* Page text:
══════════════════════════════

And this is how. Yeah, it's so important to get spectra.

A

Yeah, yeah, exactly.

B

And to revisit objects. And this is the perfect illustrator for that.

A

And taking that second image a year later and then seeing the proper motion and going, oh, these things are actually. They've literally gone from the edge of the known universe to just down the road.

B

Like the meme I've got in my. You know, there's that meme where you got like the three different spider mans, like, all pointing at each other. This is what I've got in my brain now. It's just like JJ versus scientists. Just like all pointing at these red dots which are pointing back at them.

A

Yeah, completely. How mad is that? That's bonkers.

B

It's a brilliant story.

A

So they. I mean, this has all now got to be applied to these. These things. That's what they say in the paper is actually like, I think we need to go back and revisit all these. All these previous kind of things people were pointing to over the last couple of years. Because they could just be brown dwarves.

B

Yeah, 100%. They're gonna have to double check. I mean, the ones I think that have got spectra already at least all they need to do is like double check the spectra because there should be signals there that would like.

══════════════════════════════

* Point annotation dataset records:

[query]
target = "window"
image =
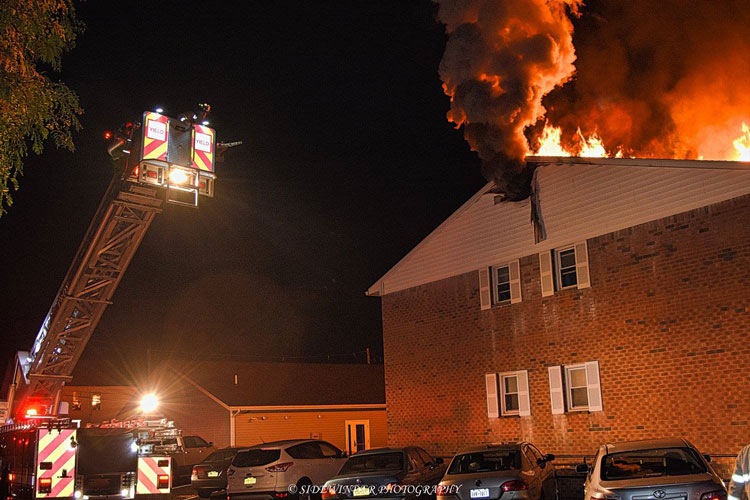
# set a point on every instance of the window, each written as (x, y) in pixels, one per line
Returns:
(565, 266)
(500, 284)
(76, 404)
(507, 394)
(501, 280)
(575, 387)
(510, 394)
(578, 392)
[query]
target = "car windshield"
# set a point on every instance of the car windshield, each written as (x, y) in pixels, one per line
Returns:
(254, 458)
(374, 462)
(220, 455)
(486, 461)
(651, 463)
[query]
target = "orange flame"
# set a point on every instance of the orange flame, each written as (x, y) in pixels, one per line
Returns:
(742, 144)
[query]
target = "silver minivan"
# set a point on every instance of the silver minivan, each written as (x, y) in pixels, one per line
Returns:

══════════════════════════════

Could you give the passage of the conversation starting with "And taking that" and going on through "that? That's bonkers.", swapping "red dots" for "faint specks"?

And taking that second image a year later and then seeing the proper motion and going, oh, these things are actually. They've literally gone from the edge of the known universe to just down the road.

B

Like the meme I've got in my. You know, there's that meme where you got like the three different spider mans, like, all pointing at each other. This is what I've got in my brain now. It's just like JJ versus scientists. Just like all pointing at these faint specks which are pointing back at them.

A

Yeah, completely. How mad is that? That's bonkers.